*WHAT TO PRODUCE:*
Please reproduce, word for word, the stretch of the yarn-spinning forum thread from "## Reba1 (Feb" through "(Mar 26, 2017)".

*SOURCE:*

* * *

Beautiful yarn, you did great!


----------



## FiberQueen (Aug 23, 2012)

Beautiful!


----------



## spins2knit (Jul 29, 2013)

Well done!


----------



## lovey (Nov 11, 2011)

gorgeous


----------



## Woodstockgranny (Feb 6, 2013)

Beautiful yarn.


----------



## Linda6885 (Feb 13, 2011)

The spin and colors are beautiful.


----------



## spinninggill (Apr 9, 2011)

Nice work


----------



## sockyarn (Jan 26, 2011)

Very beautiful.


----------



## Chocolatechips (Jan 6, 2012)

So pretty! You did a great job.


----------



## curlyq (Apr 26, 2013)

So pretty!
( What is BFL? )


----------



## BirchPoint (Feb 12, 2016)

Blue Faced Leicester - a breed of sheep. Long staple, with crimp and shine, lovely and soft


----------



## curlyq (Apr 26, 2013)

BirchPoint said:


> Blue Faced Leicester - a breed of sheep. Long staple, with crimp and shine, lovely and soft


Sounds wonderful! Thanks.


----------



## Reba1 (Feb 5, 2012)

Oh my, oh my! That is beautiful! I still can't get my head around fractal spinning, so I just love it when you all post your beautiful results.


----------



## Faye A (Mar 26, 2017)

Wonderful colors!


----------

* * *

*RECORD LIST:*
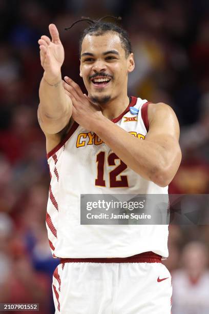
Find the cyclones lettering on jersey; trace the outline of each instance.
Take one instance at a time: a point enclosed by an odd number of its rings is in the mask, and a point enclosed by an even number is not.
[[[132,135],[139,139],[144,140],[145,135],[142,134],[137,133],[136,132],[129,132]],[[103,141],[99,139],[95,133],[92,133],[91,132],[88,133],[79,133],[77,138],[76,147],[82,147],[87,145],[99,145],[103,143]]]

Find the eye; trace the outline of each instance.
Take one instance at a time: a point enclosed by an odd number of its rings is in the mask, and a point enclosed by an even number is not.
[[[94,59],[93,58],[87,58],[83,60],[83,62],[93,62]]]
[[[115,60],[116,58],[112,55],[109,55],[106,58],[106,60],[114,60],[114,59]]]

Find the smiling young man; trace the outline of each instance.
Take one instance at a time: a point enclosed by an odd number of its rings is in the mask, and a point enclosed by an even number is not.
[[[81,194],[166,194],[181,160],[172,109],[127,94],[134,69],[127,32],[92,21],[80,40],[83,94],[61,80],[58,31],[38,41],[44,69],[38,117],[51,176],[47,228],[56,313],[168,314],[167,225],[80,225]]]

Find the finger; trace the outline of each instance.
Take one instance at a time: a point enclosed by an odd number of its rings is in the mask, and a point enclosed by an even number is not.
[[[41,50],[40,50],[40,64],[44,67],[44,65],[45,61],[45,53],[43,52]]]
[[[66,85],[68,85],[68,84],[66,83],[65,81],[63,81],[63,80],[62,80],[62,86],[64,88],[65,93],[66,94],[66,95],[70,97],[70,93],[68,91],[68,88],[67,88],[67,86],[66,86]]]
[[[45,42],[45,41],[44,41],[44,40],[41,40],[41,39],[39,40],[39,41],[38,41],[38,43],[40,45],[43,45],[45,47],[48,46],[48,44],[47,44],[47,43]]]
[[[49,26],[49,32],[52,37],[52,42],[54,44],[59,43],[59,32],[54,24],[50,24]]]
[[[50,38],[48,36],[46,36],[46,35],[43,35],[40,39],[45,41],[48,45],[51,43]]]
[[[82,90],[80,89],[80,86],[77,84],[74,81],[73,81],[71,78],[70,78],[68,76],[65,76],[64,77],[65,81],[69,84],[71,86],[73,87],[74,89],[76,91],[80,97],[83,97],[83,94],[82,93]]]
[[[47,48],[45,47],[45,46],[44,46],[44,45],[40,45],[39,46],[39,48],[40,48],[40,50],[41,52],[42,53],[46,54],[47,51]]]

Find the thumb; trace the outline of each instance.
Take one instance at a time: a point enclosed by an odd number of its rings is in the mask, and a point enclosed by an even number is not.
[[[49,26],[49,32],[52,37],[52,42],[53,44],[57,44],[59,42],[59,32],[54,24],[50,24]]]

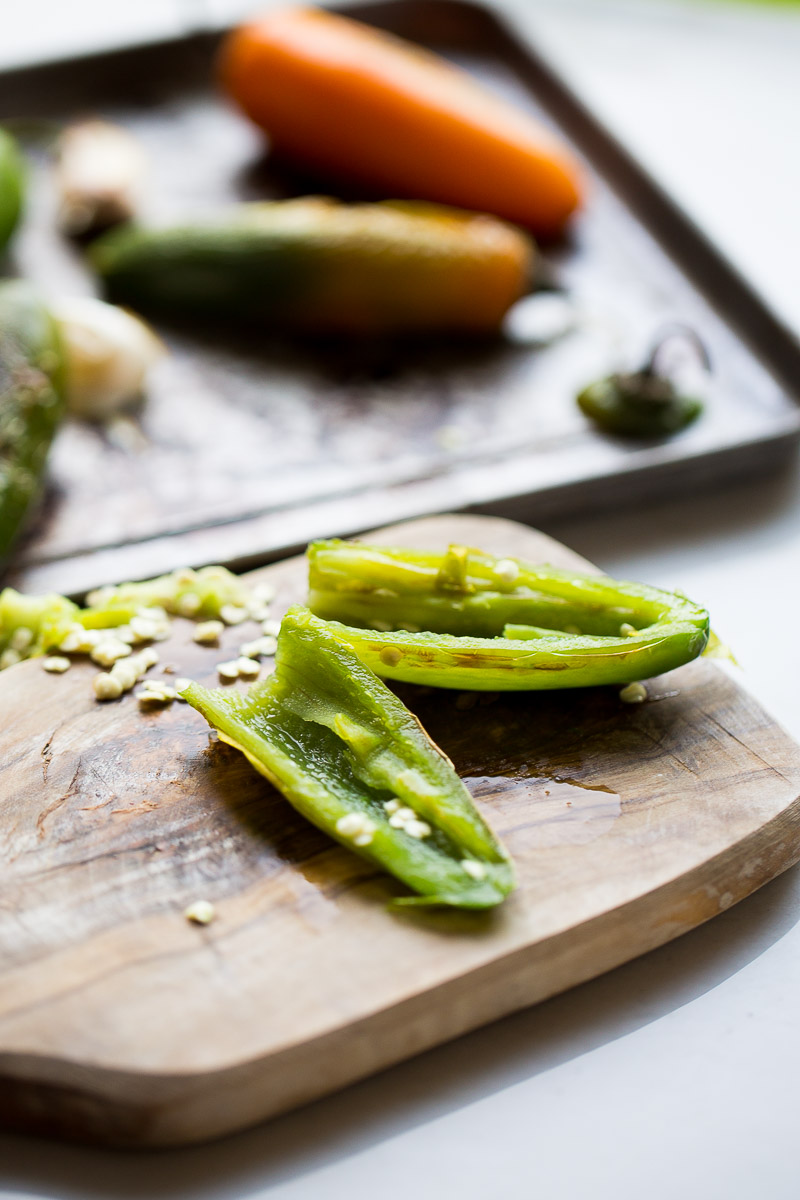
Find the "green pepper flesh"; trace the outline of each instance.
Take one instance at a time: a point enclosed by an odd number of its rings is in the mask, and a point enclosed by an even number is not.
[[[625,684],[688,662],[709,636],[705,610],[676,593],[465,547],[441,554],[320,541],[308,560],[312,612],[375,673],[405,683],[479,691]]]
[[[242,695],[193,683],[184,696],[303,816],[417,893],[398,904],[486,908],[512,889],[507,854],[452,764],[307,610],[284,617],[276,671],[264,684]],[[414,809],[429,835],[393,827],[384,806],[392,800]],[[373,826],[367,844],[343,834],[350,814]]]

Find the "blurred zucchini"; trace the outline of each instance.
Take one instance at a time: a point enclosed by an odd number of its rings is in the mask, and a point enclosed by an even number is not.
[[[23,211],[25,164],[19,146],[0,128],[0,254],[6,248]]]
[[[64,408],[55,320],[26,283],[0,283],[0,562],[41,492]]]
[[[90,250],[112,299],[145,312],[345,334],[497,330],[534,253],[494,217],[317,197],[114,230]]]
[[[88,236],[136,216],[145,174],[137,139],[109,121],[68,126],[58,144],[59,226]]]

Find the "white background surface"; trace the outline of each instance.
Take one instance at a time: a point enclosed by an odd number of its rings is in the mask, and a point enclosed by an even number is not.
[[[246,7],[28,0],[4,10],[0,60],[41,56],[43,36],[66,50]],[[800,10],[500,7],[800,331]],[[800,738],[796,466],[548,532],[706,604]],[[796,1200],[799,916],[795,869],[602,979],[215,1146],[121,1156],[0,1136],[0,1196]]]

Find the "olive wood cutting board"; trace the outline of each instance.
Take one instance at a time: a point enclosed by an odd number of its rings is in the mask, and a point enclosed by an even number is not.
[[[588,568],[487,517],[373,536]],[[276,613],[303,596],[302,559],[254,577]],[[162,664],[211,680],[249,636],[210,650],[176,620]],[[0,676],[0,1117],[17,1128],[137,1146],[239,1129],[608,971],[800,857],[800,748],[709,661],[639,706],[615,688],[402,689],[516,860],[518,890],[482,914],[387,911],[399,884],[196,712],[97,704],[92,671]],[[198,899],[205,928],[182,914]]]

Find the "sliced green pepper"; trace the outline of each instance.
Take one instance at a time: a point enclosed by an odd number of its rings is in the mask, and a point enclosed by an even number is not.
[[[646,679],[703,653],[709,616],[676,593],[497,559],[319,541],[312,612],[378,674],[479,691]]]
[[[28,284],[0,284],[0,560],[40,494],[64,415],[55,322]]]
[[[497,905],[511,863],[450,761],[325,622],[290,608],[276,671],[184,696],[303,816],[413,888],[398,904]]]

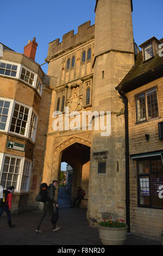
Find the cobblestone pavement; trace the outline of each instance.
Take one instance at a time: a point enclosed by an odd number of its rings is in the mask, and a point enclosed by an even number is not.
[[[86,209],[70,208],[70,196],[65,196],[66,199],[64,201],[64,190],[61,189],[60,192],[60,217],[57,223],[60,227],[60,230],[52,231],[47,214],[41,227],[42,233],[36,233],[35,230],[41,212],[12,215],[12,223],[16,227],[11,229],[8,228],[7,216],[4,215],[0,218],[0,245],[102,246],[98,229],[88,224]],[[161,242],[128,234],[124,245],[154,246],[161,245]]]
[[[41,212],[30,212],[12,215],[14,228],[8,227],[7,217],[0,219],[1,245],[102,245],[97,228],[89,225],[86,210],[77,208],[61,208],[58,225],[60,230],[52,231],[47,215],[41,226],[42,233],[35,230]],[[159,241],[151,240],[129,234],[126,245],[160,245]]]

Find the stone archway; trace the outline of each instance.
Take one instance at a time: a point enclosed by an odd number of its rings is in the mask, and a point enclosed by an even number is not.
[[[73,200],[77,186],[82,185],[83,166],[90,161],[90,138],[91,133],[86,132],[81,134],[81,136],[69,136],[68,138],[67,136],[55,137],[53,138],[53,140],[51,137],[48,138],[47,139],[49,141],[49,145],[51,147],[46,149],[45,154],[42,182],[50,184],[53,180],[58,180],[60,176],[61,162],[66,162],[74,170],[76,170],[74,178],[75,181],[73,181],[72,190],[72,200]],[[79,149],[78,152],[82,152],[82,154],[83,152],[82,157],[80,155],[80,157],[78,157],[77,155],[74,156],[74,154],[77,152],[77,147]],[[74,152],[73,156],[71,157],[71,152],[72,153],[73,151]],[[86,157],[87,151],[89,152],[87,153],[89,154],[89,157]],[[87,169],[88,168],[89,166],[87,167]],[[84,172],[86,173],[85,167]],[[58,196],[58,193],[57,196]]]

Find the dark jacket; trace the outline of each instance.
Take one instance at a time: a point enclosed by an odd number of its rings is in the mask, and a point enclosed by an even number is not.
[[[49,186],[48,192],[47,194],[49,200],[46,202],[46,204],[54,204],[55,205],[56,205],[57,202],[54,198],[55,196],[55,190],[56,187],[53,185],[53,184],[50,184]]]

* * *

*WRITTEN SOLUTION:*
## Reba1 (Feb 5, 2012)

Oh my, oh my! That is beautiful! I still can't get my head around fractal spinning, so I just love it when you all post your beautiful results.


----------



## Faye A (Mar 26, 2017)